Excerpted passage:

= = =

Created on: March 30, 2008

There is a solution to the Palestinian issue in Lebanon. Refugee issues are similar in many countries and can be dealt with in similar ways. Focusing on the basic needs helps to solve the issues of health services, jobs, education and equality that must be considered.

The United Nations numbered 215,890 Palestinian refugees registered in the remaining 12 official refugee camps according to their December 2006 report. The United Nations Relief and Works Agency (UNRWA) numbers 409,714 Palestinians registered in all of Lebanon, about 10% of the population.

The refugees live with an expectancy of returning home, and being a temporary resident comes with its own restrictions. These refugees do not have the social services that the "legal residents" have. Schools, health and relief services are limited. The United Nations agency UNRWA is the sole provider of education, health, relief and social services. As "foreigners," they are forbidden by law from working in about 70 trades and professions, leading to a very high rate of unemployment.

There is a solution. The nation of Lebanon has great soil fertility and water availability, yet they do not have a large agricultural workforce. Agriculture is the least popular economic sector with the highly skilled workforce of Lebanon, making this a great opportunity for Lebanon to solve the Palestinian refugee issue.

= = =

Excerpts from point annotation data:
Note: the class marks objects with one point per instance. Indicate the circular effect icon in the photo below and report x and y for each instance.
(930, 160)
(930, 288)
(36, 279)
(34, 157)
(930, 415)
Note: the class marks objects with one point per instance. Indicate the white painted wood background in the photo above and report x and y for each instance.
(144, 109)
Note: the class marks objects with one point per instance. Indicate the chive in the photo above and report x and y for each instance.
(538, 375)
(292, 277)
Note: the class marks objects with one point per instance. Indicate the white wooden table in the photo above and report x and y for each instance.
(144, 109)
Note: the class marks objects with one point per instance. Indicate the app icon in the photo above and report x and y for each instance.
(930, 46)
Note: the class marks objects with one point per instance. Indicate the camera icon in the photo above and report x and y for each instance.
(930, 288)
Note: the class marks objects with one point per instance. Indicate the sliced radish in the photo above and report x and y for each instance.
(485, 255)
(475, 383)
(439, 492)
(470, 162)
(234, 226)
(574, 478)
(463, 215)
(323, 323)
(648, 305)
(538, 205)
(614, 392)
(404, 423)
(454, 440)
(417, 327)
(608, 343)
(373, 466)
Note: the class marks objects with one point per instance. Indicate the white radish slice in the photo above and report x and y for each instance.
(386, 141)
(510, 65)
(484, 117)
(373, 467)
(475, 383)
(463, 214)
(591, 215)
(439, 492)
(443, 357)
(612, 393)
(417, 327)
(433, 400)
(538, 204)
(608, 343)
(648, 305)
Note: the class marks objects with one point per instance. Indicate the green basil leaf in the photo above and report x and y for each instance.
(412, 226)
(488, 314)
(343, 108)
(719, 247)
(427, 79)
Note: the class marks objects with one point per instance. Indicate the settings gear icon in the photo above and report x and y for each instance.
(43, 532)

= = =

Stated task:
Answer these questions using the article on Palestinian refugees in Lebanon.
(a) According to the December 2006 United Nations report, how many Palestinian refugees were registered in the remaining official refugee camps?
(b) From about how many trades and professions are the refugees forbidden by law to work?
(c) Which economic sector is the least popular with Lebanon's highly skilled workforce?

Problem solution:
(a) 215,890
(b) About 70
(c) Agriculture